• [Work required]:
For this exercise, transcribe all the records below exactly.

• [Dataset records]:
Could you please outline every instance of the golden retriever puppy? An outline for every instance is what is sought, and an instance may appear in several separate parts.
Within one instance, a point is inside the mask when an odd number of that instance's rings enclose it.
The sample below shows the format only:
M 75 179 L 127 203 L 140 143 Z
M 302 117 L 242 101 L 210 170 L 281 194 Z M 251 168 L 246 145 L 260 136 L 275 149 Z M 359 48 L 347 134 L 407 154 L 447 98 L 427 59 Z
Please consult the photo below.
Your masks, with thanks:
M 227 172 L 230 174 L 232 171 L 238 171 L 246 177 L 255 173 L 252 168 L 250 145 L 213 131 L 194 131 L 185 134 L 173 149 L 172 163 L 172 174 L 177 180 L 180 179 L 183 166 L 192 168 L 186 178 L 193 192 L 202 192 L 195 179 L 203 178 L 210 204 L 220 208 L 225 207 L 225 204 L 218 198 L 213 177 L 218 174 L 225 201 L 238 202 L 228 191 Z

• [Your response]:
Could you please outline every instance of the golden retriever puppy? An outline for every instance is what is sought, and an instance may appear in several separate parts.
Within one instance, a point is inside the mask when an odd number of that instance's rings enclose it.
The sample below shows the format only:
M 75 179 L 127 203 L 140 143 Z
M 302 117 L 242 101 L 210 170 L 281 194 Z M 251 168 L 246 145 L 260 136 L 275 149 Z M 359 48 L 347 134 L 407 154 L 447 98 L 427 59 Z
Please consult the photo below.
Your masks, with thanks:
M 227 172 L 230 174 L 232 171 L 238 171 L 246 177 L 255 173 L 252 168 L 250 145 L 213 131 L 194 131 L 185 134 L 173 149 L 172 163 L 172 174 L 177 180 L 180 179 L 183 166 L 192 168 L 186 178 L 193 192 L 202 192 L 195 179 L 203 178 L 210 204 L 220 208 L 225 207 L 225 204 L 218 198 L 213 177 L 218 174 L 225 201 L 238 202 L 228 191 Z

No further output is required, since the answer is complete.